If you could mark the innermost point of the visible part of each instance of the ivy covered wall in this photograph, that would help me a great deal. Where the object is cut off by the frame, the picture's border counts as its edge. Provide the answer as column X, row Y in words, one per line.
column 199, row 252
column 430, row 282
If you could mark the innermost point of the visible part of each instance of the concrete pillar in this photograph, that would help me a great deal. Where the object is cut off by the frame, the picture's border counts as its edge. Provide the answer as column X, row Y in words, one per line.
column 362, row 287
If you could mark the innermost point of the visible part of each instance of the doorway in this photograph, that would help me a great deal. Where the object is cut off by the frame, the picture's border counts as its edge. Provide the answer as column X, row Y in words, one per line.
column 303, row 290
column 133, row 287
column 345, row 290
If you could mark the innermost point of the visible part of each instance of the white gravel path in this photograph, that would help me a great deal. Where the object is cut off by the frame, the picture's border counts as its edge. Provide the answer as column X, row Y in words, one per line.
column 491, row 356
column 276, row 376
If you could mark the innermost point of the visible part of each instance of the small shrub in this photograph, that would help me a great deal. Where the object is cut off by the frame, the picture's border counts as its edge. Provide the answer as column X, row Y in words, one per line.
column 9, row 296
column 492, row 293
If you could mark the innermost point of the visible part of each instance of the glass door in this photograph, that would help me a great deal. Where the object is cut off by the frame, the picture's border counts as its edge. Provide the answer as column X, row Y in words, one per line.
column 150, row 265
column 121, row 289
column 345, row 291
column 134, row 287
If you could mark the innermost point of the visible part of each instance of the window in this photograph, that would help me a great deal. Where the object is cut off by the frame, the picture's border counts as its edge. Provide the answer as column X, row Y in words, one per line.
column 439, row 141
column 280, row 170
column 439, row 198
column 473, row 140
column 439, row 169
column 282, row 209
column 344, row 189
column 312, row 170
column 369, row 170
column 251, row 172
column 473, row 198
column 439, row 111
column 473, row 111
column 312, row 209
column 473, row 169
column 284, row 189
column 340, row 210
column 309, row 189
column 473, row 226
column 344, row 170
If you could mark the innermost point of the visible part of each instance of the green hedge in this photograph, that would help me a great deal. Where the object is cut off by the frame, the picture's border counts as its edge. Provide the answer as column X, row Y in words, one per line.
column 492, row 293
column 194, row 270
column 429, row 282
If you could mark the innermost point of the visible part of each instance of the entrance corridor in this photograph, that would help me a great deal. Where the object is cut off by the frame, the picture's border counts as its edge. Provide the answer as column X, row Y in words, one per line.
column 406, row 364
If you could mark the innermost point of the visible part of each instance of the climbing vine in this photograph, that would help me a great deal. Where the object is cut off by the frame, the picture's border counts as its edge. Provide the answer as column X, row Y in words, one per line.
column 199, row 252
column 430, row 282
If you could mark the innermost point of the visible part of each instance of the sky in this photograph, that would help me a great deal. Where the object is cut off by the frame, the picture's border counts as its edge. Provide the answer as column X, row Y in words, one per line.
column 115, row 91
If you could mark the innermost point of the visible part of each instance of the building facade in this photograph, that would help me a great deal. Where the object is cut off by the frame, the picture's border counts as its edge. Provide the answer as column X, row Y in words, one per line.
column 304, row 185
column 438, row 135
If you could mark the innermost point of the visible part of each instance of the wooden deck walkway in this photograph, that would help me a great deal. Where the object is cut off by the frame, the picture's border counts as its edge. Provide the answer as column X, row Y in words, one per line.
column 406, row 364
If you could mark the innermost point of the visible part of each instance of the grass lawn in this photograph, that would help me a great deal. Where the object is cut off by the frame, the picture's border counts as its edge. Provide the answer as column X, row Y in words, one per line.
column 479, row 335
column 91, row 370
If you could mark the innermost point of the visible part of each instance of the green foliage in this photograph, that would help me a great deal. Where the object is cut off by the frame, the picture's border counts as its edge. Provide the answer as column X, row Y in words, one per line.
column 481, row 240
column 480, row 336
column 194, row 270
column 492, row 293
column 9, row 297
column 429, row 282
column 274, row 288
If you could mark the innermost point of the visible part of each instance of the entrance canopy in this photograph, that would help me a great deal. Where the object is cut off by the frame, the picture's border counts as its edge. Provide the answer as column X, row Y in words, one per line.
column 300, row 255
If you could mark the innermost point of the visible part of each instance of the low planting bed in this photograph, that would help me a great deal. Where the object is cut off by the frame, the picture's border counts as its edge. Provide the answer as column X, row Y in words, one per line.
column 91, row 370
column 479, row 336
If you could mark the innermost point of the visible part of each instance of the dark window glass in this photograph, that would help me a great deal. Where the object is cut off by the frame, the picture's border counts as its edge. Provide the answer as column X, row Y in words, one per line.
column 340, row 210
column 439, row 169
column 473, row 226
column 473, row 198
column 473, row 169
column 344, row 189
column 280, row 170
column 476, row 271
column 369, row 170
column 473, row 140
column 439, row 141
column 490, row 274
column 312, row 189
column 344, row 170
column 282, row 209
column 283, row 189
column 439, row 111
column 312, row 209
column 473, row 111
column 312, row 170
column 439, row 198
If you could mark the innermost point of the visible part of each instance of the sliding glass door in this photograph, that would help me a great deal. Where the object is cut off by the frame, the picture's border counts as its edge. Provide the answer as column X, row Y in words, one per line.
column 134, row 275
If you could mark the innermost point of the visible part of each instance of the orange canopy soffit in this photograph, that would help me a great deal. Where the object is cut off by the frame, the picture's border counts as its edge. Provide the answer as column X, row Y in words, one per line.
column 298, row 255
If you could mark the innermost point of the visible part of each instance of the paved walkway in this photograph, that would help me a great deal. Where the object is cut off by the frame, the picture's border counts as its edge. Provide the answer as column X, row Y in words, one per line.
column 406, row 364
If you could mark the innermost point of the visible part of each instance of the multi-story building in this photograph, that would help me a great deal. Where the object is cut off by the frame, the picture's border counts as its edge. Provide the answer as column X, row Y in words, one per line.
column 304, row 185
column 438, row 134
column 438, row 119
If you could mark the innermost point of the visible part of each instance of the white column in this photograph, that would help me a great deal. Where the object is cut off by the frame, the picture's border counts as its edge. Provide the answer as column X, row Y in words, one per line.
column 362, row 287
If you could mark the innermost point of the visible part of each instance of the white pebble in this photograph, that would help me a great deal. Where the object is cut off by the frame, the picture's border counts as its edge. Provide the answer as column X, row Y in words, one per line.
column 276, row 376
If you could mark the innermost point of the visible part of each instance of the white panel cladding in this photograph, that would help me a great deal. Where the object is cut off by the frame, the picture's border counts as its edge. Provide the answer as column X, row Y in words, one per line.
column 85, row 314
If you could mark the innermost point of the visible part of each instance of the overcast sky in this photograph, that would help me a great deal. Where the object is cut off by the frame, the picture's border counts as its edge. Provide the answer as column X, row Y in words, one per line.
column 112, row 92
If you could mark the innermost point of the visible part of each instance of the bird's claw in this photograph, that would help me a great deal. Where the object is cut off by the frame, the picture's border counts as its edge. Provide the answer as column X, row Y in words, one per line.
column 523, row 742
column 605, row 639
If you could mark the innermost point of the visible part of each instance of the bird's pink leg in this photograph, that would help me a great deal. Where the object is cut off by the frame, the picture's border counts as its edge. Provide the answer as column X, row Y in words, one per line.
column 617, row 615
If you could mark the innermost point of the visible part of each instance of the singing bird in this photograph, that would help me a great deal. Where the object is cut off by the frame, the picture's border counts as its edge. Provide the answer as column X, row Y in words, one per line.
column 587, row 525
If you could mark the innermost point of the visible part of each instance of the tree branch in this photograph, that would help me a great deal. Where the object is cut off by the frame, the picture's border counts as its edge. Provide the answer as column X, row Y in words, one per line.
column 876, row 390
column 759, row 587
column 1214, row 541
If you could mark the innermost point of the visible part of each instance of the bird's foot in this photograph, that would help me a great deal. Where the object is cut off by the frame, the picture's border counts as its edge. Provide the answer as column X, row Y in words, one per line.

### Problem
The full set of records above must be reproduced exactly in the reply.

### Output for this task
If you could mark the innermost point of the visible part of each instance of the ivy covered wall in this photograph, that would help me a great deal. Where the object is cut off by the frame, the picture's border counts as its edge. Provide the answer as column X, row Y in words, one per line.
column 199, row 252
column 430, row 282
If you could mark the innermost point of the visible part of each instance of the concrete pillar in this photograph, that would help me a great deal. Where the object is cut off by the frame, the picture's border counts as its edge. Provide the answer as column X, row Y in words, one per line.
column 362, row 287
If you could mark the innermost point of the visible part of each instance of the doorway in this photograph, that would help me a great deal. Where the object is cut off by the frame, the picture's border counts as its edge. Provide the answer as column X, row Y in words, one per line.
column 303, row 290
column 133, row 287
column 345, row 290
If you could mark the innermost point of the visible part of each instance of the white gravel path in this photograph, that would help me a great deal. Where the object is cut off by the frame, the picture's border counts as its edge. Provide the answer as column X, row Y in words, one per line.
column 491, row 356
column 276, row 376
If you could mark the innermost point of the visible part of each instance of the small shrub in this photograph, that would help me a great deal. Where the object is cut off by the frame, the picture's border counts as its edge. Provide the answer as column X, row Y in words, one per line.
column 9, row 296
column 492, row 293
If you could mark the innermost point of the visible part of each instance of the glass door in this photograph, that would help me a great deal. Where the object is cut off by the frame, the picture's border counts as its edge. Provide the answer as column X, row Y in words, one per line.
column 150, row 265
column 121, row 289
column 345, row 291
column 134, row 287
If you could mark the innermost point of the visible part of each instance of the window in this photograph, that would help me a great deal. Where the object is cut off by the frame, the picture's border counts as its edge. Provide the answer as column X, row Y in words, one per line.
column 439, row 141
column 280, row 170
column 439, row 198
column 473, row 140
column 439, row 169
column 282, row 209
column 344, row 189
column 312, row 170
column 369, row 170
column 251, row 172
column 473, row 198
column 439, row 111
column 473, row 111
column 312, row 209
column 473, row 169
column 284, row 189
column 340, row 210
column 309, row 189
column 473, row 226
column 344, row 170
If you could mark the innermost point of the visible part of each instance of the green hedge in this photograph, that would help me a great deal. Where the object is cut off by the frame, the picture's border counts as its edge. Provide the answer as column X, row Y in words, one per line.
column 492, row 293
column 194, row 270
column 429, row 282
If you could mark the innermost point of the visible part of each instance of the entrance corridor in this photograph, that would help me a great deal. Where the object is cut off by the frame, the picture's border counts as its edge. Provide the answer as column X, row Y in words, one per line.
column 406, row 364
If you could mark the innermost point of the visible part of each instance of the climbing vine in this photograph, that would help me a great deal. Where the object is cut off by the frame, the picture's border counts as its edge. Provide the answer as column X, row Y in words, one per line.
column 199, row 252
column 430, row 282
If you could mark the innermost point of the visible part of each instance of the sky in this photograph, that would help me a great deal. Where the object is cut off by the frame, the picture's border counts as its edge. Provide the answer as column X, row Y in words, one per line.
column 115, row 91
If you could mark the innermost point of the visible part of each instance of the building facade in this photograph, that would help me a great deal. Where the object is cut off by the frame, the picture's border counts as its edge. Provide the answer as column X, row Y in words, one per line.
column 304, row 185
column 438, row 135
If you could mark the innermost point of the visible part of each instance of the wooden deck walkway in this photograph, that would help me a great deal. Where the object is cut off by the frame, the picture's border counts as its edge. Provide the answer as column X, row Y in words, one per line.
column 406, row 364
If you could mark the innermost point of the visible part of each instance of the grass lawn in this photograph, that would help me a great deal. Where the object is cut off by the frame, the picture's border counts as its edge. Provide the answer as column X, row Y in words, one per line.
column 479, row 335
column 91, row 370
If you could mark the innermost point of the visible part of each instance of the green foliage in this photograph, that would help me a great deal. Where the object is cut off by the frame, the picture's border counts as its edge. Provide the answer as column X, row Y in words, one per line.
column 481, row 240
column 480, row 336
column 194, row 270
column 492, row 293
column 9, row 297
column 429, row 282
column 274, row 288
If you could mark the innermost point of the visible part of each instance of the entrance canopy in this photograph, that would help me a great deal. Where the object is cut off by the frame, the picture's border counts as its edge. Provide the answer as column X, row Y in words, one per line.
column 300, row 255
If you could mark the innermost point of the visible part of each instance of the low planting bed in this photograph, that would help me a great deal. Where the object is cut off by the frame, the picture's border counts as its edge. Provide the answer as column X, row Y in words, one per line.
column 91, row 370
column 479, row 336
If you could mark the innermost point of the visible part of each instance of the dark window glass in this photograph, that would help me a great deal. Where the object is cut off by the frame, the picture's border counts as its edge. Provide the answer as column X, row Y in words, one per line.
column 340, row 210
column 439, row 169
column 473, row 226
column 473, row 198
column 473, row 169
column 344, row 189
column 280, row 170
column 476, row 271
column 369, row 170
column 473, row 140
column 439, row 141
column 490, row 274
column 312, row 189
column 344, row 170
column 282, row 209
column 283, row 189
column 439, row 111
column 312, row 209
column 473, row 111
column 312, row 170
column 439, row 198
If you could mark the innermost point of the visible part of each instance of the sliding glass door in this photograph, that would help me a great deal. Where the object is cut off by the frame, the picture's border counts as its edge. Provide the answer as column X, row Y in words, one per line.
column 134, row 275
If you could mark the innermost point of the visible part of each instance of the orange canopy soffit in this photograph, that would help me a great deal. Where the object is cut off by the frame, the picture's border counts as its edge. Provide the answer as column X, row Y in words, one per line.
column 298, row 255
If you could mark the innermost point of the visible part of each instance of the paved walkway in this photograph, that would help me a great deal. Where the object is cut off by the frame, the picture's border counts as its edge. Provide the answer as column X, row Y in words, one per line.
column 406, row 364
If you could mark the innermost point of the visible part of each instance of the multi-story building in this photograph, that would help me a great deal. Where the object is cut off by the frame, the picture's border counts as its edge. Provide the answer as column X, row Y in words, one per line.
column 304, row 185
column 438, row 134
column 438, row 119
If you could mark the innermost point of the visible part of each instance of the white column in this photograph, that would help me a great deal. Where the object is cut off by the frame, the picture's border counts as its edge. Provide the answer as column X, row Y in words, one per line.
column 362, row 287
If you could mark the innermost point of the visible part of each instance of the white pebble in this photograph, that would help me a great deal. Where the object is cut off by the frame, the picture's border counts as its edge. Provide the answer as column X, row Y in words, one per line.
column 276, row 376
If you could mark the innermost point of the visible part of each instance of the white panel cladding in this photograph, that would help me a great deal. Where the object is cut off by the frame, the picture's border counts as its edge. Provide the answer as column X, row Y in words, one per line.
column 85, row 314
If you could mark the innermost point of the visible part of each instance of the overcast sky in this photograph, that would help me a great deal. Where the object is cut off by the frame, the picture's border counts as its edge. Provide the answer as column X, row Y in words, one per line.
column 112, row 92
If you could mark the innermost point of the visible part of each instance of the bird's claw in this photograph, that would help me a great deal. Where the object is cut off by the frame, the picture's border counts as its edge. Provide the answer as column X, row Y in words, one per line.
column 523, row 742
column 605, row 639
If you could mark the innermost point of the visible part of each instance of the bird's pink leg in this photograph, that would help me a great deal. Where the object is cut off by the frame, the picture's border counts as its edge. Provide the answer as column X, row Y in words, one per line.
column 617, row 615
If you could mark the innermost point of the visible part of each instance of the singing bird in this photograph, that would help me a great deal. Where the object is cut off by the frame, the picture's border counts as its edge. Provide the answer as column X, row Y in words, one per line.
column 587, row 525
If you could mark the innermost point of the visible part of each instance of the tree branch in this photograph, that would help me a great deal. Where the object is cut off by the frame, the picture's border counts as its edge. Provide the answer as column X, row Y in words, one per line.
column 876, row 390
column 759, row 587
column 1214, row 541
If you could mark the innermost point of the visible part of each instance of the bird's foot in this photograph, that would help me a great deal. Where the object is cut off by the frame, the picture's border counts as its edge. Provide the answer as column X, row Y in words, one per line.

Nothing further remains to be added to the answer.